-- Challenge --
Copy out the listing again from its first line through the line that contains "top-left (131, 91), bottom-right (249, 231)", including both of those lines.

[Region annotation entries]
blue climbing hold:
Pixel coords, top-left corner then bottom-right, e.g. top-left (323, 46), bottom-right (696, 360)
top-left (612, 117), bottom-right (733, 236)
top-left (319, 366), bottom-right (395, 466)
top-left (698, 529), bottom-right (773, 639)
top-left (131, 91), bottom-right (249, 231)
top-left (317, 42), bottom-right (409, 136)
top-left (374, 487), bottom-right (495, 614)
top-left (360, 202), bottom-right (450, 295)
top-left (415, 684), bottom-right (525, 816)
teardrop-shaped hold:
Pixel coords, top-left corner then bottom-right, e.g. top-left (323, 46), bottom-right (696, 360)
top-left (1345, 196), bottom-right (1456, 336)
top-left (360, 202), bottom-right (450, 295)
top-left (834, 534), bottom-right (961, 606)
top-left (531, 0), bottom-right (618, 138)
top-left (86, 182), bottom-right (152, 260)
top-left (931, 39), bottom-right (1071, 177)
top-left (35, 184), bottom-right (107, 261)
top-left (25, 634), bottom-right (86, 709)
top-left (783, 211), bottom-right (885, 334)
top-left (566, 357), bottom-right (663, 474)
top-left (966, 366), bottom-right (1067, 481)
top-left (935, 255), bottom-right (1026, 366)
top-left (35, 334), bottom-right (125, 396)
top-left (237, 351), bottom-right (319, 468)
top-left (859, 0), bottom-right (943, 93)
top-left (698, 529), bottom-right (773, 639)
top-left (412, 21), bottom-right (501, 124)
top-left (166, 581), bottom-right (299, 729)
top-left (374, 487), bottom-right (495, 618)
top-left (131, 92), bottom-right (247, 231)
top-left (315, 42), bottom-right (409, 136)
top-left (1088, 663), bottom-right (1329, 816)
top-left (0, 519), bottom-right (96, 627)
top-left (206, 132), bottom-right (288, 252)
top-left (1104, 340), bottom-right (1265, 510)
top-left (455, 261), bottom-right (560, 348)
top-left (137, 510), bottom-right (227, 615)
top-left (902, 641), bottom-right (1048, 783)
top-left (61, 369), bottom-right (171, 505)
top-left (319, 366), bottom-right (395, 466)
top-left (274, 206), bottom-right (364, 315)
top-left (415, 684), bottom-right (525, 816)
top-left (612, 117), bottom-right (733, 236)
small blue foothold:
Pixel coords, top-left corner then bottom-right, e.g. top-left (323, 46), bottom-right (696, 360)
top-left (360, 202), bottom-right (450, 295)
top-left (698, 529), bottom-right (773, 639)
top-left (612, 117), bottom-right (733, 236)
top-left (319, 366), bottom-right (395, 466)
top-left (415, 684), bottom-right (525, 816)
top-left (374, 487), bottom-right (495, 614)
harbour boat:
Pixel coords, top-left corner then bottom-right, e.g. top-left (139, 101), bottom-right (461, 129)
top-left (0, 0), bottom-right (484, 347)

-- Right answer --
blue climbing hold:
Pixel coords, top-left corner then bottom-right, e.g. top-left (323, 46), bottom-right (696, 360)
top-left (612, 117), bottom-right (733, 236)
top-left (319, 366), bottom-right (395, 466)
top-left (698, 529), bottom-right (773, 639)
top-left (131, 91), bottom-right (249, 231)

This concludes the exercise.